━━━━━ INPUT MATERIAL

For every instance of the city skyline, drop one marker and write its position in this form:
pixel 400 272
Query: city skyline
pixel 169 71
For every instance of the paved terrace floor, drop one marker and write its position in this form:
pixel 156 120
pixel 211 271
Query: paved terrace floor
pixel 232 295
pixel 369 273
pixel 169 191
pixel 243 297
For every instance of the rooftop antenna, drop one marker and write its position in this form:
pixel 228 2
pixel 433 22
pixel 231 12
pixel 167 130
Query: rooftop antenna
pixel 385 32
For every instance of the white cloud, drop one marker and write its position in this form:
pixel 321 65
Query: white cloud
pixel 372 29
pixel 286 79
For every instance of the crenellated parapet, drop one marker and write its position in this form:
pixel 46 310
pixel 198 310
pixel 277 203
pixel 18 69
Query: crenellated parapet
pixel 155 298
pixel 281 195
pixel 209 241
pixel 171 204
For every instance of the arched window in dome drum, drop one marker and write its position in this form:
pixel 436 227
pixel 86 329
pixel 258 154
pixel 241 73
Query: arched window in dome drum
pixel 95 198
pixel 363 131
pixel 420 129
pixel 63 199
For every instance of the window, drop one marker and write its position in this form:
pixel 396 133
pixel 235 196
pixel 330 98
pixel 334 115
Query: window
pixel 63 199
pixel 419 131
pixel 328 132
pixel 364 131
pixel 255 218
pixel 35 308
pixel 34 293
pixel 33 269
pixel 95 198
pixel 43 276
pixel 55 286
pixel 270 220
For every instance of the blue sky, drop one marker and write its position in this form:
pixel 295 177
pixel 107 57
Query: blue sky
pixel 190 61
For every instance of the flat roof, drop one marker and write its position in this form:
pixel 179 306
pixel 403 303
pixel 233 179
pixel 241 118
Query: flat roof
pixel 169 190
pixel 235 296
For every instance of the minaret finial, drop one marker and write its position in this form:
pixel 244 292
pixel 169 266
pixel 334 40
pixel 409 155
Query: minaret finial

━━━━━━━━━━

■ TASK STATEMENT
I'd like the material repeated word for word, please.

■ WRITTEN ANSWER
For every instance of the city skyline, drop one marker and write its position in this form:
pixel 400 272
Query: city skyline
pixel 169 71
For every instance of the paved terrace floor, drop one marker and write its position in this form:
pixel 156 120
pixel 211 271
Query: paved terrace floor
pixel 232 295
pixel 369 273
pixel 169 191
pixel 243 297
For every instance of the rooftop antenna, drop one marker and write its position in this form:
pixel 228 2
pixel 433 22
pixel 231 12
pixel 167 130
Query: rooftop antenna
pixel 385 32
For every instance of the white cloud, drop one marker and write its position in this form:
pixel 321 65
Query: white cloud
pixel 372 29
pixel 286 79
For every instance of the crenellated parapet, drop one marker and write its position in this form:
pixel 46 310
pixel 198 310
pixel 277 203
pixel 18 69
Query: crenellated parapet
pixel 155 298
pixel 281 195
pixel 209 241
pixel 171 204
For every instance of the arched window in dome drum, drop one marker and write its position in this form:
pixel 436 227
pixel 86 329
pixel 258 154
pixel 241 73
Query: arched window in dome drum
pixel 95 198
pixel 363 131
pixel 420 129
pixel 63 199
For every instance of the window, drop one marker and write its position in this form:
pixel 396 133
pixel 235 196
pixel 330 98
pixel 334 115
Query: window
pixel 63 199
pixel 419 131
pixel 328 132
pixel 364 131
pixel 255 218
pixel 35 308
pixel 34 293
pixel 33 269
pixel 95 198
pixel 43 276
pixel 55 286
pixel 270 220
For every instance of the blue sky, drop one marker and write its position in this form:
pixel 295 177
pixel 107 57
Query: blue sky
pixel 190 61
For every instance of the flat roof, drop one marker and write its position in this form:
pixel 179 306
pixel 403 303
pixel 233 179
pixel 241 118
Query: flat roof
pixel 169 190
pixel 235 296
For every instance of the minaret finial, drop one marker and write its position in this form:
pixel 244 292
pixel 169 266
pixel 334 40
pixel 409 155
Query: minaret finial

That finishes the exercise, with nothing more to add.